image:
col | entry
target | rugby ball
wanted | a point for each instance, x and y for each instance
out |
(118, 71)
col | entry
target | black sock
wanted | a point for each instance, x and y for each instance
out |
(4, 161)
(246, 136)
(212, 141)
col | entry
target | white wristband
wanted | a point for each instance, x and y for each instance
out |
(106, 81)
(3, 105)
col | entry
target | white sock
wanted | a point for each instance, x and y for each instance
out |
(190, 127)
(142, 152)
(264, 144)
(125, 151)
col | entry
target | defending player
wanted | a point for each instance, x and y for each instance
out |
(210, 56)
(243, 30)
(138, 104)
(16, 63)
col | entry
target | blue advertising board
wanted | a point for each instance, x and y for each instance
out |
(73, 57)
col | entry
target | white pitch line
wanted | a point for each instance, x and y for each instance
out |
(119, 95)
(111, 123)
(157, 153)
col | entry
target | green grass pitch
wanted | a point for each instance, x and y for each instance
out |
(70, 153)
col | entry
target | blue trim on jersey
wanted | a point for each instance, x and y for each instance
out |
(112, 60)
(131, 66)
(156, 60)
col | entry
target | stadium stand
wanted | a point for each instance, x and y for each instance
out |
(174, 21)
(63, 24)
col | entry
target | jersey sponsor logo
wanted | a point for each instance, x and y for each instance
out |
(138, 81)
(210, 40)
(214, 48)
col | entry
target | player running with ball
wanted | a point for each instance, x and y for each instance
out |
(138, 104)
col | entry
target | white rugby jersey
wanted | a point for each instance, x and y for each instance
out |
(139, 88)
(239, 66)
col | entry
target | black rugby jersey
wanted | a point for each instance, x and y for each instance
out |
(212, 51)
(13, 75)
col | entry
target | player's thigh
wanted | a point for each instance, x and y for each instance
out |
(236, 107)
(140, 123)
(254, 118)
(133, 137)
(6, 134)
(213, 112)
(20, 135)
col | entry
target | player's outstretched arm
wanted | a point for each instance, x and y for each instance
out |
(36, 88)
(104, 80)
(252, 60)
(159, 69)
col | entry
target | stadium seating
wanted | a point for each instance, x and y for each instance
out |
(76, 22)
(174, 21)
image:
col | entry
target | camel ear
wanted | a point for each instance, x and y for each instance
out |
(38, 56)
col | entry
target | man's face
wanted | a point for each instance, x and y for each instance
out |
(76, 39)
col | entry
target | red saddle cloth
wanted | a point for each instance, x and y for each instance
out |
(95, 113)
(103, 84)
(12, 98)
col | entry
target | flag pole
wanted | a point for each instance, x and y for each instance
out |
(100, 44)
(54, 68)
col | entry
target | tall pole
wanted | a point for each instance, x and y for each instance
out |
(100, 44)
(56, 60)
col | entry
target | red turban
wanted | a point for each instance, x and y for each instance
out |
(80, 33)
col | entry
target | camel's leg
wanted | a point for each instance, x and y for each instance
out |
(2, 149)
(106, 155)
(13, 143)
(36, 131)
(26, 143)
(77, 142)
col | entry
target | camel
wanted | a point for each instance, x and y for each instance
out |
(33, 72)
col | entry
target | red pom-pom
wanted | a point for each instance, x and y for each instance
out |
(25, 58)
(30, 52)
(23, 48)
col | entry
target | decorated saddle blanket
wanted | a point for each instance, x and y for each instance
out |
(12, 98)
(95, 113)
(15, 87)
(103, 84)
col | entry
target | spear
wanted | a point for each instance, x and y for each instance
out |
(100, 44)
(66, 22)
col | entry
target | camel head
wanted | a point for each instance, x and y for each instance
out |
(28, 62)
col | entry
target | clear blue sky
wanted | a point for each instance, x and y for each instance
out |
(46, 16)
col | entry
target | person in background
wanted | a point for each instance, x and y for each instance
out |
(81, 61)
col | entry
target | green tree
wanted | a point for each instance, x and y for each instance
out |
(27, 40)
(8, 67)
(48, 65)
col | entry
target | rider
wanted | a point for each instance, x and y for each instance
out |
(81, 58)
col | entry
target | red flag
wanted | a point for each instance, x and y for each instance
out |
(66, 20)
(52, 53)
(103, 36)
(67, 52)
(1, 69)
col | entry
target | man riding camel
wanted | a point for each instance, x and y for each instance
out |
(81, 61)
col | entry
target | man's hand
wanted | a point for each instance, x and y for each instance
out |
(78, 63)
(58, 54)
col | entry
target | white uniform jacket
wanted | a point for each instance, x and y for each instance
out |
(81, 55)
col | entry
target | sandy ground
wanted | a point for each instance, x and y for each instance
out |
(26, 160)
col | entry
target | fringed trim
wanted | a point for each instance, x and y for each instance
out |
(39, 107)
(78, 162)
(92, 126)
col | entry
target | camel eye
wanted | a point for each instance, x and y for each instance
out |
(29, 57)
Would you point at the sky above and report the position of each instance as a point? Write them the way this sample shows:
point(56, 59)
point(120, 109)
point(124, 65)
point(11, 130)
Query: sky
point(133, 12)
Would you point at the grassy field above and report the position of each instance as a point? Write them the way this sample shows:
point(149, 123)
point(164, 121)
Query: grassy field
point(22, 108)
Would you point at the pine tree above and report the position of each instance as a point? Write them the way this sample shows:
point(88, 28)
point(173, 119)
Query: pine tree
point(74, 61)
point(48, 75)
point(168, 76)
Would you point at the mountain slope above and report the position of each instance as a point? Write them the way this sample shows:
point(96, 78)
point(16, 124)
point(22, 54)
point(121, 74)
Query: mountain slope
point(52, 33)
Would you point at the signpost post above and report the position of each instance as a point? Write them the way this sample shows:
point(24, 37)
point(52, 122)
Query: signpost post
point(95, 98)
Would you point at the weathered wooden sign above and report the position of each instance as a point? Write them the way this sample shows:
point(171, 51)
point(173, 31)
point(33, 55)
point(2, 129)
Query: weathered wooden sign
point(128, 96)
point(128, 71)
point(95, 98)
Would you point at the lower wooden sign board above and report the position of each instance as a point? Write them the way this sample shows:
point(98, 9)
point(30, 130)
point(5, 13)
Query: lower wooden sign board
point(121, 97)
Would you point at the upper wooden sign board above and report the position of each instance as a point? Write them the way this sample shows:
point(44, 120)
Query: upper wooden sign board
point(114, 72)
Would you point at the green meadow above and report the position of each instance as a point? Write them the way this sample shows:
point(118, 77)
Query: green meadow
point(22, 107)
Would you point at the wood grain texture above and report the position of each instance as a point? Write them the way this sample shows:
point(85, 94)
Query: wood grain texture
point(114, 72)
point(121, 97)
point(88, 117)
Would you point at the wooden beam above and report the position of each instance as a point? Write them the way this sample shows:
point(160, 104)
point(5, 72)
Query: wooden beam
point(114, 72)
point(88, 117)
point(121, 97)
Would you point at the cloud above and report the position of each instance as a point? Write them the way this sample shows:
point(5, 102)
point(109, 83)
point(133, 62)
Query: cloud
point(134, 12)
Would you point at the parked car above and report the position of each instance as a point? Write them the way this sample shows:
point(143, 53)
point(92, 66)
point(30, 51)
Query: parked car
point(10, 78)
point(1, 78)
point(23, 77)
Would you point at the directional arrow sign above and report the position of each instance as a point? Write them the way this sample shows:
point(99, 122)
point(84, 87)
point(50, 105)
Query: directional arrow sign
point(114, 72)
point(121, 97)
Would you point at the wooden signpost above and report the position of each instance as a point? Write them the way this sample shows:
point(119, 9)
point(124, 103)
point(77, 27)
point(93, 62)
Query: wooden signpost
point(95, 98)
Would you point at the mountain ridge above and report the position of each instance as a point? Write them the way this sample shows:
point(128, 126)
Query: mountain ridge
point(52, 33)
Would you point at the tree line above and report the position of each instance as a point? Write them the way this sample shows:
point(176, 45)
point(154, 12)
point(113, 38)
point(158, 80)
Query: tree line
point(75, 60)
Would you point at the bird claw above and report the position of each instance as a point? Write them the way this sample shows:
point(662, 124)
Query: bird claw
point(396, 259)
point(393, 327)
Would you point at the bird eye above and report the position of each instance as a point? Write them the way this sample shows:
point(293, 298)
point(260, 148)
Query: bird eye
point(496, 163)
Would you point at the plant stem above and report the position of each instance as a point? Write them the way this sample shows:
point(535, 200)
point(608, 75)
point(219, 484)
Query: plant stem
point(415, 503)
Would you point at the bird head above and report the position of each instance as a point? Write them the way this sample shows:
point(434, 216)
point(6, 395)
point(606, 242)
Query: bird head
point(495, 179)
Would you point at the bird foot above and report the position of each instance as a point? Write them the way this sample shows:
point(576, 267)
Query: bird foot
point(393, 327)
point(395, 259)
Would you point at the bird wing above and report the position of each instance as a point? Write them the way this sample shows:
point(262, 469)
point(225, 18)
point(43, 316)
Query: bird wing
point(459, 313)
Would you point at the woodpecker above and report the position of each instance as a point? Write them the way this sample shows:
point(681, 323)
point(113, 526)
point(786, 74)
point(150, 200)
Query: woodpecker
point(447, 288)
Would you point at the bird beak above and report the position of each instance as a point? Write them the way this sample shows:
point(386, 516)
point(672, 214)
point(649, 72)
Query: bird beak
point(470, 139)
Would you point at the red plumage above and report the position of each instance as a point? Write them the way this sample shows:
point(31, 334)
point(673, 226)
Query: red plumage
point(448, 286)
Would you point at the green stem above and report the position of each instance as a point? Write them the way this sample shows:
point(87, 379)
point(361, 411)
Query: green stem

###

Find how many lines of the material include the string "stadium". Nothing but the number should be given.

2